• **Work instructions**
Copy out only the entries below from the line containing "of the dark" through the end, multiplying each answer coordinate by 1.7 and rounding to whole numbers, with halves rounded up. Leave every other line and number unchanged.

Entries for pointing and labeling
* START *

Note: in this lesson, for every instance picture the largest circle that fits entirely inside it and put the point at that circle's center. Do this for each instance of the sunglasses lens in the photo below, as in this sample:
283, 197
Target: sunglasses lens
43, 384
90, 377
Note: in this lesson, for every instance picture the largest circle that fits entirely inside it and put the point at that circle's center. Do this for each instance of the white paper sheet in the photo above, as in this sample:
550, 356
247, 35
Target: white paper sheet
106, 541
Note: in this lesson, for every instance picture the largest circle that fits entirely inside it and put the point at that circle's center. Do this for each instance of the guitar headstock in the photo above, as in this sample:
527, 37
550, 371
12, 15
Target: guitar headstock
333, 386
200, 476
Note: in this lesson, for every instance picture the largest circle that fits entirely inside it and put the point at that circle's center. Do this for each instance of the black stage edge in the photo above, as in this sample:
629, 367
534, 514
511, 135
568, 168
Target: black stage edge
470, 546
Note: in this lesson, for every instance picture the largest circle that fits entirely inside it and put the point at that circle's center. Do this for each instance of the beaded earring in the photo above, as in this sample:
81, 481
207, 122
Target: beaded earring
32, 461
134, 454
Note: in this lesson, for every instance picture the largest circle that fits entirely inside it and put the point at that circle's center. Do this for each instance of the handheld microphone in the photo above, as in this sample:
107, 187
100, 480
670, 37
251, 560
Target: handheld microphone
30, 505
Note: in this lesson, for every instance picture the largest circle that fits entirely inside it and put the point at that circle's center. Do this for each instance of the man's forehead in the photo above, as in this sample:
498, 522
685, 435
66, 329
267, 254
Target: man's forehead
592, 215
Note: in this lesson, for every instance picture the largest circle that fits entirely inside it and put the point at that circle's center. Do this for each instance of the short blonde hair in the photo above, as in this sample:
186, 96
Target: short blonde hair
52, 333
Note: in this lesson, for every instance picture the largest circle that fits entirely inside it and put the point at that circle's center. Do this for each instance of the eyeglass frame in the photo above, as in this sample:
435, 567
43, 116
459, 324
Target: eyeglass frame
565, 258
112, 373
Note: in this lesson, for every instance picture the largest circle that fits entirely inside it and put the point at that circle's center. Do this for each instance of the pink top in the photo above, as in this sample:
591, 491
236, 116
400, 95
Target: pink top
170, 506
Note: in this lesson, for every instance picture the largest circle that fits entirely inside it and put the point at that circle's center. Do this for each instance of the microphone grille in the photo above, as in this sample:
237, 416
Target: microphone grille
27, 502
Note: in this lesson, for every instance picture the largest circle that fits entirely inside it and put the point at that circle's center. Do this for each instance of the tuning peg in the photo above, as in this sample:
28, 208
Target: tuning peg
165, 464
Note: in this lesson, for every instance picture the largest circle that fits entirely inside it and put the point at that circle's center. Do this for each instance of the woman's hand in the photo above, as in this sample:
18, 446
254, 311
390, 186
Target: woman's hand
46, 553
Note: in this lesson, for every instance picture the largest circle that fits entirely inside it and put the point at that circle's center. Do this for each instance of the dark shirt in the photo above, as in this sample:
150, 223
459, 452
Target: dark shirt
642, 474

* END *

• **Completed exercise**
Note: in this lesson, for every instance picture the largest circle that fits entirely inside it and put the point at that circle's center. Do this for each instance of the dark shirt in the photo above, as in this sample:
150, 223
459, 452
Target: dark shirt
1091, 806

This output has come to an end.